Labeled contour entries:
>> BEGIN
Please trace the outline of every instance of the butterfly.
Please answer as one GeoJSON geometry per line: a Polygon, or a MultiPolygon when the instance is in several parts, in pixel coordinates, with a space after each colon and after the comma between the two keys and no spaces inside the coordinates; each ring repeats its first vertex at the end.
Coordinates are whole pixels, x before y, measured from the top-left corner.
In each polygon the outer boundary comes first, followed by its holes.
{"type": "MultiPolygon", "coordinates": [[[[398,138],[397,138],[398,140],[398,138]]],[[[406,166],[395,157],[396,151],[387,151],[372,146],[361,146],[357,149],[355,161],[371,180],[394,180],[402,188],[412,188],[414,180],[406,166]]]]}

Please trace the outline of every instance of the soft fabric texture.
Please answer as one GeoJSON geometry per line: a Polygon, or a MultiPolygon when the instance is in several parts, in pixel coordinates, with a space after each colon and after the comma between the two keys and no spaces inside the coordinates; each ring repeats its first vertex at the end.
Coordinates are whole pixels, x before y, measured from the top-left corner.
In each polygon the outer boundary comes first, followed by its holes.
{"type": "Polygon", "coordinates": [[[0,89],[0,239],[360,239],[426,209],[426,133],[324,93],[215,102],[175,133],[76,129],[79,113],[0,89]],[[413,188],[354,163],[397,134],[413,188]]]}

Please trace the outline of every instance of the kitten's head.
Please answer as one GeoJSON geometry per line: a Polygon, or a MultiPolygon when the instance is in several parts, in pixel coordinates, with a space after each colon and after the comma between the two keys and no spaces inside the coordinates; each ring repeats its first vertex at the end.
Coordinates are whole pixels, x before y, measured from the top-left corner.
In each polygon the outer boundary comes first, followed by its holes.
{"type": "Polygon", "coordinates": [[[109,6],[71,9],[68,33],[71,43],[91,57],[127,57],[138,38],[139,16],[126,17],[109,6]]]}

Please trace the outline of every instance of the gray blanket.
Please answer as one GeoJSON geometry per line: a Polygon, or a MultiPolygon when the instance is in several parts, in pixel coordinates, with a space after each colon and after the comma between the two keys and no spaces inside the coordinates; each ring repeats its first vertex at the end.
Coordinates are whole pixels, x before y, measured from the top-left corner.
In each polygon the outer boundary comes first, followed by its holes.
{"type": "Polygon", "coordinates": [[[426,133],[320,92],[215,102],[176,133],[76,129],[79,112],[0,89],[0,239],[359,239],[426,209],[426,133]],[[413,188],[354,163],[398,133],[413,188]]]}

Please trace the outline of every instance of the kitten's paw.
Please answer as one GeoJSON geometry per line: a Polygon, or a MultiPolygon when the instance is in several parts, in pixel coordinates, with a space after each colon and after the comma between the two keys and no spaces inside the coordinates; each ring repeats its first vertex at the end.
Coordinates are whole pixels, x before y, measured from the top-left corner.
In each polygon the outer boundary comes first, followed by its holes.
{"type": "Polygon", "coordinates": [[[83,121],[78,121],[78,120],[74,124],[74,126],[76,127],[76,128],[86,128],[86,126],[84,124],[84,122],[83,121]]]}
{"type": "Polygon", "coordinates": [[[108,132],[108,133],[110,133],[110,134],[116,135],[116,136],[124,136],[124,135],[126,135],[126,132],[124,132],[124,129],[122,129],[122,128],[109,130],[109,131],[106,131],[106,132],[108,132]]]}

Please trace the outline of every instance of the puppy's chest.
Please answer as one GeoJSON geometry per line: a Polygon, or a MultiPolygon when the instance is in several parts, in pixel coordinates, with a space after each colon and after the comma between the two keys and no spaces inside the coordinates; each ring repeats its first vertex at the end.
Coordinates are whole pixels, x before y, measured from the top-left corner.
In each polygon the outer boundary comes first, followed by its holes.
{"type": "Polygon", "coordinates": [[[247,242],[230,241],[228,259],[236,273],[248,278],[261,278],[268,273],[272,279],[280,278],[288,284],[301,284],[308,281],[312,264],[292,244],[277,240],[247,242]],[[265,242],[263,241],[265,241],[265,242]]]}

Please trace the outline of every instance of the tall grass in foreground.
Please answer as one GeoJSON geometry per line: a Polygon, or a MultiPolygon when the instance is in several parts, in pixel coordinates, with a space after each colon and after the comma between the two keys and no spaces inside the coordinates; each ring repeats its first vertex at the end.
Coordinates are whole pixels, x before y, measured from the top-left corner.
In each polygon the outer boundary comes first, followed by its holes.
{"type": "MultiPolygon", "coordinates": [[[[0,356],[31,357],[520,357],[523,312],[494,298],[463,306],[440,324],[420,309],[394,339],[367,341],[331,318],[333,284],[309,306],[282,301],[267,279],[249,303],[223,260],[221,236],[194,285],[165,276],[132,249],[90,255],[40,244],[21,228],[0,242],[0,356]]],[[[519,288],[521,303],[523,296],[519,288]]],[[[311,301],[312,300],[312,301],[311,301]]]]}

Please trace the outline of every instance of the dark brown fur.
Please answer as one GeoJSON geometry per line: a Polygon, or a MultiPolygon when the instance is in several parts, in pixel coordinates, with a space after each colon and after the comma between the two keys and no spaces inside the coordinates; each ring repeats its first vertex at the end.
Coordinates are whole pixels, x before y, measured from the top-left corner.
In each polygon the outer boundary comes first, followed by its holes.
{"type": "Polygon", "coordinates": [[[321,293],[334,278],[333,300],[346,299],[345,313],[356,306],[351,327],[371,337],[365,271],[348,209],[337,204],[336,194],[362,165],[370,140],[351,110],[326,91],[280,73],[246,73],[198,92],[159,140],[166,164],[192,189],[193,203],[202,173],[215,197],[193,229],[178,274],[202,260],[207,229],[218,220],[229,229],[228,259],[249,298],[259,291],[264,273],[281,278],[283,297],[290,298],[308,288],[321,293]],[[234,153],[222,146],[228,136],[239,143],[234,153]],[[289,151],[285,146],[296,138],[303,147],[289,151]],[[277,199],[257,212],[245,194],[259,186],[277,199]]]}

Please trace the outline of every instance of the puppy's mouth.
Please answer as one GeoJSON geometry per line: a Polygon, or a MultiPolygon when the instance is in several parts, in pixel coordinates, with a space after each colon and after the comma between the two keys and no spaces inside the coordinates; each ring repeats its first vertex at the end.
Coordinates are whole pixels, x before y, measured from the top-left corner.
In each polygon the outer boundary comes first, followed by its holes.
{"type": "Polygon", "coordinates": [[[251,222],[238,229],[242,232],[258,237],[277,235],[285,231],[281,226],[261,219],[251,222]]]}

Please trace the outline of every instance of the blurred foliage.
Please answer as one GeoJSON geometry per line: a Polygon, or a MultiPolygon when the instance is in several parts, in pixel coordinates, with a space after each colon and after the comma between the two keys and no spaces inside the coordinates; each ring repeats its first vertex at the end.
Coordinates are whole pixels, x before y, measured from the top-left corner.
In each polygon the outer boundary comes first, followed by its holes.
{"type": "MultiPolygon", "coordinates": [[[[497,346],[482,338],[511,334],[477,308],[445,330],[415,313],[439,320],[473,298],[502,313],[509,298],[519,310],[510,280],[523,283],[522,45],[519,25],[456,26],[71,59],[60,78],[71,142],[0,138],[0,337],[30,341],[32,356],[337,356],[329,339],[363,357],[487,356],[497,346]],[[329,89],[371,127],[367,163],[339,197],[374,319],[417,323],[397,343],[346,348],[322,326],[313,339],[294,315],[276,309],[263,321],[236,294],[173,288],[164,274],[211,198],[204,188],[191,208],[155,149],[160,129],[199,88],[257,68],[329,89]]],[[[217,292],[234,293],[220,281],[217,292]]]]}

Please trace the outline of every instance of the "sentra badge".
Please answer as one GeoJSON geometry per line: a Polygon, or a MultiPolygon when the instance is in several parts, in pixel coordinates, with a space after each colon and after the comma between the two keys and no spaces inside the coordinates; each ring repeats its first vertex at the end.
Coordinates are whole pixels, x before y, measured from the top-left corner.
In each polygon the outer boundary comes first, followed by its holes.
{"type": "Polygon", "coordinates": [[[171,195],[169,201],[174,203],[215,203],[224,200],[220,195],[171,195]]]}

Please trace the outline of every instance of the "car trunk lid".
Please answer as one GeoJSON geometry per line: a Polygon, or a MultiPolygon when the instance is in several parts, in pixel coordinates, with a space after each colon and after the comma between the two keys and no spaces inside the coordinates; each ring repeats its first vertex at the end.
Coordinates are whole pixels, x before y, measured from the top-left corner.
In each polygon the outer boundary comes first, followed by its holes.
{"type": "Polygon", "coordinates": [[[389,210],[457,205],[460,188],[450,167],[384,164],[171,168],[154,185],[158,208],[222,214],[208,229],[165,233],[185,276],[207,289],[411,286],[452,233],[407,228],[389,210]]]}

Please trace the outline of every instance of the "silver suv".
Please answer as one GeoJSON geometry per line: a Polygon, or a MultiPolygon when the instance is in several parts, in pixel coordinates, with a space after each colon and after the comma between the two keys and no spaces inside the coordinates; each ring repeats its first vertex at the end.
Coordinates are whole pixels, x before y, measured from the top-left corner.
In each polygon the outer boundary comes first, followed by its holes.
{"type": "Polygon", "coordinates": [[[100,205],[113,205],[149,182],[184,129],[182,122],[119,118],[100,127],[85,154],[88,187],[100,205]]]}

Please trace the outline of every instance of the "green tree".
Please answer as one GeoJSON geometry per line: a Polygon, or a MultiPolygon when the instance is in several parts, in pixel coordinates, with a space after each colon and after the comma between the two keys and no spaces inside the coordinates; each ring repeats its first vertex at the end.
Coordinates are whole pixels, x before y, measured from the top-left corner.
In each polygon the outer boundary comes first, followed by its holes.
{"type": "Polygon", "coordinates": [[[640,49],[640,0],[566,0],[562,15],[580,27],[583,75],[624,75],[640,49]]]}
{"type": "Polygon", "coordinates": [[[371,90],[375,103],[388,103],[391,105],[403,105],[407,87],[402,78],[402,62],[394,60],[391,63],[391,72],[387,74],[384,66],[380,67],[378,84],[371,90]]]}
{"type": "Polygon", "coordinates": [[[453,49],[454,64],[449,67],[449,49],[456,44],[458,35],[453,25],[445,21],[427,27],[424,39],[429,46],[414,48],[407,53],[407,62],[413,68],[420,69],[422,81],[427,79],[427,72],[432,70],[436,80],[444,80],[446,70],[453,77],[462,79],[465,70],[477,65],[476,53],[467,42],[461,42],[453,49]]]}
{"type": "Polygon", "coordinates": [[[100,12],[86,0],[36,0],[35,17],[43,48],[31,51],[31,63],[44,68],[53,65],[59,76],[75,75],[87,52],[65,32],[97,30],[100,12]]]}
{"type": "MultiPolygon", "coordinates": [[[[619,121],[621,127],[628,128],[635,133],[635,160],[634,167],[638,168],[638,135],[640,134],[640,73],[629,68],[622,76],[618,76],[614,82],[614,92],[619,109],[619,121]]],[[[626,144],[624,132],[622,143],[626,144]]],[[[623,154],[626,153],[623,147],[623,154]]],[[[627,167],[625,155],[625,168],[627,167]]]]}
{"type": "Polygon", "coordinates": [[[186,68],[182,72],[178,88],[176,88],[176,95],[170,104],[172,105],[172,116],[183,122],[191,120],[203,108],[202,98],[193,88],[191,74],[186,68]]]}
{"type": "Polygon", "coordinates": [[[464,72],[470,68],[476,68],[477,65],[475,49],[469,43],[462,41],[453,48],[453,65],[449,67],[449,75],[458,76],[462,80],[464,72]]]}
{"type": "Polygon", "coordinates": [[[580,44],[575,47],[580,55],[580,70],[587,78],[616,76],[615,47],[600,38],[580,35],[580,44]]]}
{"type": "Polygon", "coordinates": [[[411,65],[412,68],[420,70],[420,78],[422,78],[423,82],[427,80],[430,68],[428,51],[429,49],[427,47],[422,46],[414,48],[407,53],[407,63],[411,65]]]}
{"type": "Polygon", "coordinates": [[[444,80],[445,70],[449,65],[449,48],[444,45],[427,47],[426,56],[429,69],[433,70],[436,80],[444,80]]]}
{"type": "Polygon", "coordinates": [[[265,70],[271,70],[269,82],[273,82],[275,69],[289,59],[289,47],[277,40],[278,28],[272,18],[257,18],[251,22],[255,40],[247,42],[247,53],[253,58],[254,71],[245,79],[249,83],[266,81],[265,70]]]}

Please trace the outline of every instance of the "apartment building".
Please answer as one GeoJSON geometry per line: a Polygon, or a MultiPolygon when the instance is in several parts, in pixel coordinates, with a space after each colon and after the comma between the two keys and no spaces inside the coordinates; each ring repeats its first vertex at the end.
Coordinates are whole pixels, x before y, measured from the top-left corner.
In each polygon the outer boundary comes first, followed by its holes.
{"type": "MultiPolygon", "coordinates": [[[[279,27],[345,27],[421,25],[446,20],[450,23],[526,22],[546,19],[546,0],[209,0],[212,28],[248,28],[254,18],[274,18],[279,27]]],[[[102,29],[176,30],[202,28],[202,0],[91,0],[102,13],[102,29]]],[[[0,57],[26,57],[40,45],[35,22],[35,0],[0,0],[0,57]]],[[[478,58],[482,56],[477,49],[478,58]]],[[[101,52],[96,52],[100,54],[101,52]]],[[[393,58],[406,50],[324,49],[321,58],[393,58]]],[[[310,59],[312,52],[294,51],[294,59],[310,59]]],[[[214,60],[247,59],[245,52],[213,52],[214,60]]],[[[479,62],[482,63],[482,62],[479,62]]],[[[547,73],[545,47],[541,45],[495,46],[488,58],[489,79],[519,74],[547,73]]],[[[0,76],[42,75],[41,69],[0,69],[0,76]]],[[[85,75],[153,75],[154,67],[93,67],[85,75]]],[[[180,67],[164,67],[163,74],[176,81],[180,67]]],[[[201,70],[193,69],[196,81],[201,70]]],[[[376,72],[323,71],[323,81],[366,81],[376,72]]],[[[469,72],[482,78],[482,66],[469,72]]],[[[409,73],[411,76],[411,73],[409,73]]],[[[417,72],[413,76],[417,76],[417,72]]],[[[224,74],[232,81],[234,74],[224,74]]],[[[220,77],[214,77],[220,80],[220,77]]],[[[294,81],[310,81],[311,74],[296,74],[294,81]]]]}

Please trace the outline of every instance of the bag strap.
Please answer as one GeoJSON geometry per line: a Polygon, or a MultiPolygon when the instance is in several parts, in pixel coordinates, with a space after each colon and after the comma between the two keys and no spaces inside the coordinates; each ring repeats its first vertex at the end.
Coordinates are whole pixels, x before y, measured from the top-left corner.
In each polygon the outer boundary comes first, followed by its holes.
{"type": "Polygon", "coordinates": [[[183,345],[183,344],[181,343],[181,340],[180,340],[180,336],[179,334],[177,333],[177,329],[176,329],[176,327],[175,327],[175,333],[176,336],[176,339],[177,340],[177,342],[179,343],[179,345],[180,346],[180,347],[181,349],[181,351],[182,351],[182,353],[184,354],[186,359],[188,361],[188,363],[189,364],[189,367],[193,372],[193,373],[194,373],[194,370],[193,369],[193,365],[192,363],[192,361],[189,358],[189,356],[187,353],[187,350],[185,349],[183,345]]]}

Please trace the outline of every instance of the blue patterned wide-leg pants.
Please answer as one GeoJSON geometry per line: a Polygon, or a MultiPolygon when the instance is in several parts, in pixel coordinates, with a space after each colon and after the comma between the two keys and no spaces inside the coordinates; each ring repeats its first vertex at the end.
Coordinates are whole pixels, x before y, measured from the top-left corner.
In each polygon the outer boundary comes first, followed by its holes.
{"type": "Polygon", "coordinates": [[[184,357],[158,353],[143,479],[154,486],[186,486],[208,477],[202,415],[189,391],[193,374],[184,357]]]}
>> END
§ Task objective: From the line holding "Please trace the outline of every instance of the blue" down to the final line above, quote every line exactly and only those lines.

§ Final answer:
Please trace the outline of every instance of the blue patterned wide-leg pants.
Please answer as one GeoJSON geometry per line: a Polygon, or a MultiPolygon when the instance is in several parts, in pixel coordinates, with a space after each colon and after the comma between the two keys and no spaces inside the coordinates; each ring repeats its first vertex at the end.
Coordinates are whole pixels, x before y, measured from the top-left corner.
In each polygon the outer boundary comes first, followed by its holes.
{"type": "Polygon", "coordinates": [[[184,357],[158,353],[143,479],[154,486],[186,486],[208,477],[202,415],[189,391],[193,374],[184,357]]]}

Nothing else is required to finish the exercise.